> [Set exercise 1]
Please express each line of the records below as a JSON list of strings, one string per line, with blank lines and the pictures left out.

Hang on there rodeo clown, if you had better explained the big picture, might have helped. I don't need to ask for more information _because you are the guy inquiring_, and I or anyone else can only reply to the questions asked - which I did.

I can read, you wanted to use a non-EEC fuel tank from a 1971-72 A-body because you could not find a non-EEC fuel tank for a 1970. Why use a 1971-72 tank when you can use a non-EEC 1970 gas tank? I *easily & quickly* found several suppliers for a non-EEC 1970 fuel tank - period. So that takes care of your fitment question and using a different year tank _and_ the follow up question of "Does anyone know of any issues with filler neck length or angle?" If you have a 1970 GTO and the replacement 20-gallon gas tank is listed as for a 1970 GTO, it would be easy enough to figure that your question has been answered on both fronts.

With regards to EFI, no doubt there are a number of options, but seeing I am not a psychic and a very poor mind reader, it would make sense to me that IF I were going to install a new tank with such a system that I would purchase the matching tank and supporting mechanical items that are known to be compatible and work in harmony versus cobbling together some older technology. Your way is not how I would do it, but then again, a factory Q-jet is the only way I do it.

> [Data shown]
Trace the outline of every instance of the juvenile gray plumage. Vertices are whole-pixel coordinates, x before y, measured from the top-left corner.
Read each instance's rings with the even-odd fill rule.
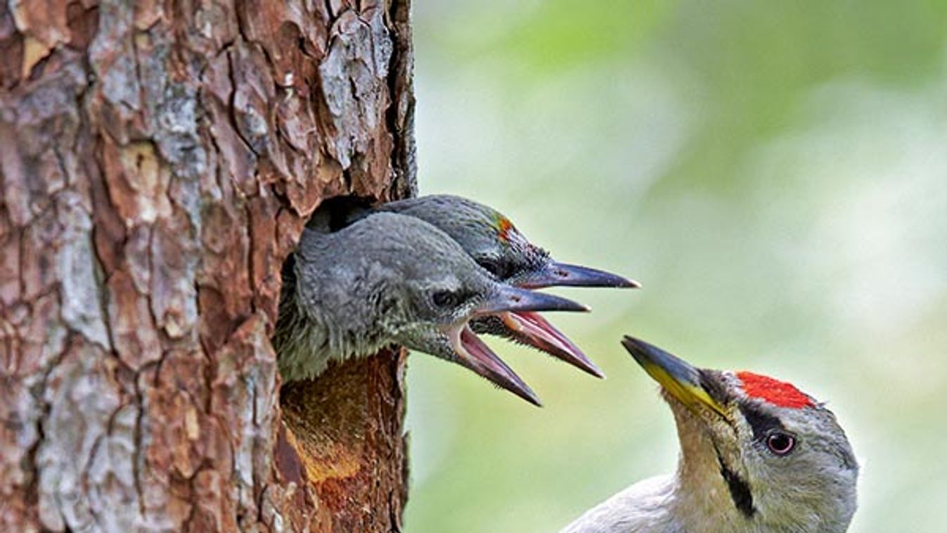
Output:
[[[371,211],[409,215],[450,235],[480,266],[498,279],[527,289],[551,286],[638,287],[617,275],[555,261],[531,243],[495,209],[459,196],[436,194],[384,204]],[[545,351],[594,376],[604,373],[563,333],[536,312],[508,312],[474,319],[474,331]]]
[[[438,228],[393,213],[334,233],[306,229],[287,274],[274,338],[286,381],[399,344],[463,364],[538,403],[468,321],[507,311],[586,310],[499,283]]]
[[[622,343],[658,382],[681,442],[675,475],[647,479],[561,533],[840,533],[858,465],[821,403],[750,372],[695,368],[643,341]]]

> [Set exercise 2]
Write out the fuel tank post word for word, everything from "With regards to" down to "way I do it.".

> [Task result 1]
[
  "Trace the outline of every instance of the juvenile gray plumage. Vertices are whole-pixel coordinates, x before y, measured from the top-left corner.",
  "Read each instance's rings with the even-odd fill rule.",
  "Output:",
  "[[[371,211],[409,215],[450,235],[480,266],[498,279],[527,289],[551,286],[638,287],[617,275],[555,261],[531,243],[495,209],[459,196],[436,194],[384,204]],[[545,351],[594,376],[604,373],[563,333],[536,312],[508,312],[474,319],[474,331]]]",
  "[[[438,228],[393,213],[334,233],[306,229],[287,274],[274,338],[286,381],[399,344],[463,364],[538,403],[468,321],[507,311],[586,310],[499,283]]]",
  "[[[622,343],[658,382],[681,442],[675,475],[647,479],[561,533],[840,533],[858,465],[821,403],[750,372],[695,368],[643,341]]]"
]

> [Task result 2]
With regards to EFI, no doubt there are a number of options, but seeing I am not a psychic and a very poor mind reader, it would make sense to me that IF I were going to install a new tank with such a system that I would purchase the matching tank and supporting mechanical items that are known to be compatible and work in harmony versus cobbling together some older technology. Your way is not how I would do it, but then again, a factory Q-jet is the only way I do it.